What you are asked to do:
Copy out the data below. Keep every word as it is.

Source material:
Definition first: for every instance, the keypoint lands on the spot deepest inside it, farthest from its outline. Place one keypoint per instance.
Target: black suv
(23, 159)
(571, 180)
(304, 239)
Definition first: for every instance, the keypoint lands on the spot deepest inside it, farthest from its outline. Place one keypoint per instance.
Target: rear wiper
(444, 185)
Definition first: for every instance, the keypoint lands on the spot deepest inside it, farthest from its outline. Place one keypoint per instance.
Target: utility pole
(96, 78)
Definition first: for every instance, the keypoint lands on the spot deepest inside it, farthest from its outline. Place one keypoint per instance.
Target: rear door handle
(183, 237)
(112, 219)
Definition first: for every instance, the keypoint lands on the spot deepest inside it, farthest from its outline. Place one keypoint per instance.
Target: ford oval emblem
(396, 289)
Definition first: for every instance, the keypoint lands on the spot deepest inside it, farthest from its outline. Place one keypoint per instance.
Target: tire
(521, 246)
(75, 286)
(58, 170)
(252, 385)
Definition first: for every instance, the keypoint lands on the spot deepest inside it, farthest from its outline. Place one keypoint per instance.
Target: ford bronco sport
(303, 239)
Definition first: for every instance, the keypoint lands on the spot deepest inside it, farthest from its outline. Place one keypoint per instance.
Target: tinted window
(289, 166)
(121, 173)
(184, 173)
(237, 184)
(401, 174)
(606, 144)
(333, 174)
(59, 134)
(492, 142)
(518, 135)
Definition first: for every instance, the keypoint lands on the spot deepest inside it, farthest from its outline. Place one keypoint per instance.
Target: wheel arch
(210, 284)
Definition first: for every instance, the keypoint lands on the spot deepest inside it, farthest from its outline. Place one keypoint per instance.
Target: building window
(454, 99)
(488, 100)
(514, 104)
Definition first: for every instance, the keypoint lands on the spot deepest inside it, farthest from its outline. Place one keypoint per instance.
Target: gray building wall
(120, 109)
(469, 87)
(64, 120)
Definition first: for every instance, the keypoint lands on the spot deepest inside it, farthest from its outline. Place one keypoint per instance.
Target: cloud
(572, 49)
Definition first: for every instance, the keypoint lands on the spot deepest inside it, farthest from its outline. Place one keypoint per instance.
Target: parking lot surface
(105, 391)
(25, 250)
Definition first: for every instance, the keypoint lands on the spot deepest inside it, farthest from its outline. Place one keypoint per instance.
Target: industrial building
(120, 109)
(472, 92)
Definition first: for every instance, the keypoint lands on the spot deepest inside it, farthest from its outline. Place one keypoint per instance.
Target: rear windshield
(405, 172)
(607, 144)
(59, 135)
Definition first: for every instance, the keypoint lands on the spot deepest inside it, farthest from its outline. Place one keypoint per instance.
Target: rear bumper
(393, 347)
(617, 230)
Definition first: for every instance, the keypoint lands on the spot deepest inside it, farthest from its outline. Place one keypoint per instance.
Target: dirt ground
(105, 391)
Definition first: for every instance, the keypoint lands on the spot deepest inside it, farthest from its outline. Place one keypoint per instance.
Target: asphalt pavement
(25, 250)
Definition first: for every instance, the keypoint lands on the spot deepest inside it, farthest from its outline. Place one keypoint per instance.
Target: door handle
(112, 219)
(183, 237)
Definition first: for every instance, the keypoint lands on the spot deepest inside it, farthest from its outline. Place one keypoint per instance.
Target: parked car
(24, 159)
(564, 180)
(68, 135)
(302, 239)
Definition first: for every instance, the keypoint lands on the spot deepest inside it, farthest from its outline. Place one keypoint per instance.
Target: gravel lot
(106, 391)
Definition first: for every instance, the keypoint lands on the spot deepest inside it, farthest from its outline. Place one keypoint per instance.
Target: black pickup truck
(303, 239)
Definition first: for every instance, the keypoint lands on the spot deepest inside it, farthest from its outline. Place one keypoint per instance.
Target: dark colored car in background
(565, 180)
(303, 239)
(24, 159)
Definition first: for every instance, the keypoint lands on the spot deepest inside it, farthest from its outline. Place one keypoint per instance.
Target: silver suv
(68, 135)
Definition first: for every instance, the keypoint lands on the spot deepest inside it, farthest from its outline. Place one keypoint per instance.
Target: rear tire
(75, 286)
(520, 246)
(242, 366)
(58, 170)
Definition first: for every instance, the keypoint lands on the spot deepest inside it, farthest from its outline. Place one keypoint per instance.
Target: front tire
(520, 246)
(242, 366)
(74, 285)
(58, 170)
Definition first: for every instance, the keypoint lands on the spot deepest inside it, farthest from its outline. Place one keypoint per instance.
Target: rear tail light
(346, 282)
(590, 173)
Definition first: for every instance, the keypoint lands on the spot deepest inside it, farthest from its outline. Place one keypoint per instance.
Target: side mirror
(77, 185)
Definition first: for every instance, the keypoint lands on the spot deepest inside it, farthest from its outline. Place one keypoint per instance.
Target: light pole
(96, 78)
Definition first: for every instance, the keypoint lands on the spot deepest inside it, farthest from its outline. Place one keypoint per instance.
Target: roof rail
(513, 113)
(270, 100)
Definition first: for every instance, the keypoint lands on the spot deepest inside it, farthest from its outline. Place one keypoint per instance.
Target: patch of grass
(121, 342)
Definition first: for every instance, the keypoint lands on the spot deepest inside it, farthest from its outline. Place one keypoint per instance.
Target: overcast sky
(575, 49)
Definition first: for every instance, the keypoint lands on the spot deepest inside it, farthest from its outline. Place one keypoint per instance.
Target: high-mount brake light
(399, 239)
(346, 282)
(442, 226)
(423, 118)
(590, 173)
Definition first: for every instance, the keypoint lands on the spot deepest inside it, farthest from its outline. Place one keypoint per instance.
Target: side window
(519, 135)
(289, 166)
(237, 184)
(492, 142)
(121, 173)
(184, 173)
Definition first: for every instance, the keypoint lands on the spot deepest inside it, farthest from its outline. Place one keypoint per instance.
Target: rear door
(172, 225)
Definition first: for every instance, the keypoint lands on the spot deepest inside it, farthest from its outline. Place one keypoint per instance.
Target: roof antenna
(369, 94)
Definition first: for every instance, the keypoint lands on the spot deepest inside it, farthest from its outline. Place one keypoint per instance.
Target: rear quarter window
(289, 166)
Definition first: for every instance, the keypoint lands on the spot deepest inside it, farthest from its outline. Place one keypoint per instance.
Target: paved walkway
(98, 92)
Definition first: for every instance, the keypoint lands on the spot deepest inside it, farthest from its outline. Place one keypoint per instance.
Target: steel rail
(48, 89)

Output of the exercise:
Definition first: for every instance, the keypoint lands on the spot deepest inside it, farthest from its outline. Place one keypoint per instance.
Target: black suv
(23, 159)
(571, 180)
(304, 239)
Definition first: for every instance, the keypoint lands on the spot deepest inside it, farthest from its outline. Place one keypoint per instance.
Target: rear wiper
(444, 185)
Definition first: for every instance, the keypoint lands on the spot deepest inside it, farthest from its outline. Place one keypoint per instance.
Target: utility pole
(96, 78)
Definition first: for every instance, the keypoint lands on the spot deepest inside it, farthest from its outline. Place one keypoint per instance.
Target: rear door handle
(183, 237)
(112, 219)
Definition first: for every instance, the keypoint lands on the spot deepest inside it, farthest from its outline. Place one keypoint per instance.
Target: ford oval emblem
(396, 289)
Definition first: for every instance, the keypoint lands on the spot deepest inside it, farthest from its outline. Place one keypoint per instance.
Target: tire
(521, 246)
(75, 286)
(58, 170)
(252, 385)
Definition first: for every instance, the keypoint lands on the spot deepest inside it, farthest from its outline. Place one keypoint per instance.
Target: ford bronco sport
(303, 239)
Definition first: for every instance, the keypoint lands on the spot deepest inside it, farthest from its outline. Place one keypoint per instance.
Target: tinted window
(289, 166)
(121, 173)
(184, 173)
(237, 184)
(401, 174)
(606, 144)
(333, 174)
(59, 134)
(492, 142)
(518, 135)
Definition first: for every instance, the keypoint lands on the spot deepest inside it, farthest from its outline. Place one keypoint per instance.
Target: wheel arch
(210, 284)
Definition first: for every instance, the keypoint lands on the spot deepest inside it, farthest from its outline. Place one keypoint per instance.
Target: building window
(454, 99)
(488, 100)
(514, 104)
Definition first: for every instance, the keypoint lands on the spot deepest inside it, farthest from its outline. Place one keypoint per instance.
Target: gray building wall
(120, 109)
(469, 87)
(64, 120)
Definition first: for every instance, the keypoint lands on the spot deepest inside it, farthest from its outline. Place one keypoint per instance.
Target: cloud
(572, 49)
Definition first: for every instance, the keypoint lands on the spot deepest inside it, farthest from its outline. Place one keypoint per instance.
Target: parking lot surface
(105, 391)
(25, 250)
Definition first: for every instance, the keypoint lands on the spot deepest inside it, farthest from its outline. Place one keypoint per instance.
Target: industrial building
(120, 109)
(472, 92)
Definition first: for every instance, the keypoint lands on the spot deepest inside it, farthest from its outline. Place one keypoint per instance.
Target: rear windshield
(405, 172)
(607, 144)
(59, 135)
Definition first: for every instance, the keypoint lands on the spot deepest inside it, farthest from its outline. Place one keypoint per instance.
Target: rear bumper
(393, 347)
(617, 230)
Definition first: for every instance, the keypoint lands on the spot deepest inside it, farthest from its outline. Place one keypoint per instance.
Target: dirt ground
(105, 391)
Definition first: for every instance, the keypoint lands on the spot deepest inside it, farthest from its outline. Place one keypoint per instance.
Target: asphalt pavement
(25, 250)
Definition first: for every instance, the keypoint lands on the spot deepest inside it, farthest from its outline. Place one keypoint per instance.
Target: door handle
(112, 219)
(183, 237)
Definition first: for every instance, the keypoint lands on the spot deepest inside it, farthest from its outline. Place one keypoint per instance.
Target: parked car
(24, 159)
(564, 180)
(68, 135)
(302, 239)
Definition first: for every instance, the keypoint lands on the spot deepest inside it, farthest from its outline. Place one keypoint per instance.
Target: gravel lot
(106, 391)
Definition first: for every instance, the keypoint lands on the spot deepest inside it, farthest from its outline. Place one keypoint per instance.
Target: black pickup truck
(303, 239)
Definition first: for every instance, the keypoint lands on the spot deepest inside it, farthest from its outline. Place one keypoint per instance.
Target: dark colored car in background
(565, 180)
(303, 239)
(24, 159)
Definition first: for every instance, the keypoint lands on the spot deepest inside it, farthest from its outline. Place one keypoint per instance.
Target: silver suv
(68, 135)
Definition first: for every instance, the keypoint lands on the spot deepest inside it, farthest from its outline. Place one keypoint per instance.
Target: rear tire
(75, 286)
(520, 246)
(242, 366)
(58, 170)
Definition first: for every instance, the keypoint lands on the spot deepest inside it, farthest from its outline. Place one keypoint per instance.
Target: front tire
(520, 246)
(242, 366)
(74, 285)
(58, 170)
Definition first: for every instance, the keypoint lands on the spot deepest inside it, farthest from its outline. Place one keypoint per instance.
Target: rear tail light
(346, 282)
(590, 173)
Definition first: for every instance, the keypoint lands on the spot deepest inside it, farthest from its outline. Place one keypoint per instance.
Target: side mirror
(77, 185)
Definition first: for every instance, the keypoint lands on the spot deepest inside it, farthest from its outline. Place one keypoint per instance.
Target: light pole
(96, 78)
Definition first: for every instance, the keypoint lands on the spot deepest inside it, farthest from its outline. Place one keypoint per instance.
Target: roof rail
(513, 113)
(270, 100)
Definition first: for every instance, the keypoint lands on the spot deepest inside it, farthest from its outline. Place one keypoint per instance.
Target: patch of grass
(121, 342)
Definition first: for every instance, the keypoint lands on the spot deepest inside it, farthest from its outline. Place one keypoint per instance.
Target: overcast sky
(575, 49)
Definition first: for every instance, the keypoint lands on the spot deepest inside it, farthest from its outline. Place one keypoint per instance.
Target: high-mount brake light
(399, 239)
(346, 282)
(442, 226)
(423, 118)
(590, 173)
Definition first: for every instance, the keypoint lands on the spot deepest inside it, farthest from its outline. Place one keypoint per instance.
Target: side window
(519, 135)
(289, 166)
(237, 184)
(492, 142)
(121, 173)
(184, 173)
Definition first: for every instance, the keypoint lands on the spot deepest inside it, farthest from its outline. Place one keypoint per instance.
Target: rear door
(172, 225)
Definition first: for every instance, the keypoint lands on the spot deepest inside it, farthest from its outline. Place one keypoint per instance.
Target: roof antenna
(369, 94)
Definition first: for every instance, the keypoint lands on the spot deepest inside it, farthest from its outline. Place one keypoint per instance.
Target: rear quarter window
(289, 166)
Definition first: for every instance, the keypoint lands on the spot deepest inside it, farthest from its outline. Place one keypoint per instance.
Target: paved walkway
(98, 92)
Definition first: for every instance, the keypoint lands on the spot deepest inside it, farthest from its outline. Place one keypoint per instance.
Target: steel rail
(48, 89)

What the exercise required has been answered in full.